Calculating Mine Probability in Minesweeper

2020 July 17

Background

In minesweeper, to calculate the probability that given square is a mine was proved to be #P-complete. I offer an exponential, heuristically improved approach to finding such probabilities.

How Mine Probability is Defined

Mine probability for a square X is defined as:

\[\frac{\text{number of mine configurations where X is a mine}}{\text{total number of mine configurations}}\]

as each mine configuration has an equal chance of occurring. Let's look at an example board with 20 mines:

The above board has 10 equally likely configurations of mines:

All the configurations have the following in common:

The red squares are the squares where every configuration has a mine
The green square had no mine in any configuration

In a sense, it is possible "to deduce" that the red squares are mines, and the green square isn't a mine. For example, the top 3 red squares on the first row are all mines since the middle 3 has only 3 surrounding squares. Thus all three squares must have a mine.

Now what about calculating mine probabilities? For each square, let's count up how many out of the above 10 configurations have a mine:

It seems like the top-left square has probability \(\frac{4}{10}\) of being a mine since 4 out of 10 configurations have a mine there. As pointed out in this comment, this is incorrect; it turns out to be more complicated. Let's zoom out to see the entire board again.

zoomed out board cropped away cells highlighted

There are 75 squares which weren't accounted for previously (surrounded in red). Not all configurations of mines have the same number of mines, and thus aren't weighted equally. For example config_10_cropped has 8 mines, while config_1_cropped has 11 mines. Recall there are 20 total mines. We have to choose where to place the remaining mines among the 75 remaining squares. For example, since has 8 mines, we need to choose \(20 - 8\) squares out of the remaining 75 squares to place the remaining mines. The number of ways to do this is \(\binom{75}{20-8} = 26123889412400\). You can think of \(\binom{75}{20-8}\) as config_10_cropped 's "weight". Then, the fraction of "weighted" sums will give the correct mine probability for each square.
========================
(Task):
List every word or phrase that the minesweeper article places inside quotation marks. You won't need the entries for this task.

(Region pointing data)
========================
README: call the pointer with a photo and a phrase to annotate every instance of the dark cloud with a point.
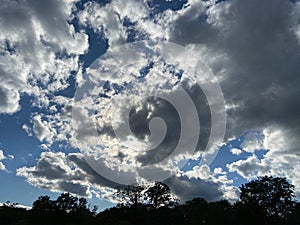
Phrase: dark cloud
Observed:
(188, 188)
(261, 59)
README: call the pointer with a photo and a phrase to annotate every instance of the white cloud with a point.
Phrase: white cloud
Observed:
(258, 72)
(2, 156)
(39, 48)
(236, 151)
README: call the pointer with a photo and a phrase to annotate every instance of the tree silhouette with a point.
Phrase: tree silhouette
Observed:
========================
(Task answer):
"to deduce", "weight", "weighted"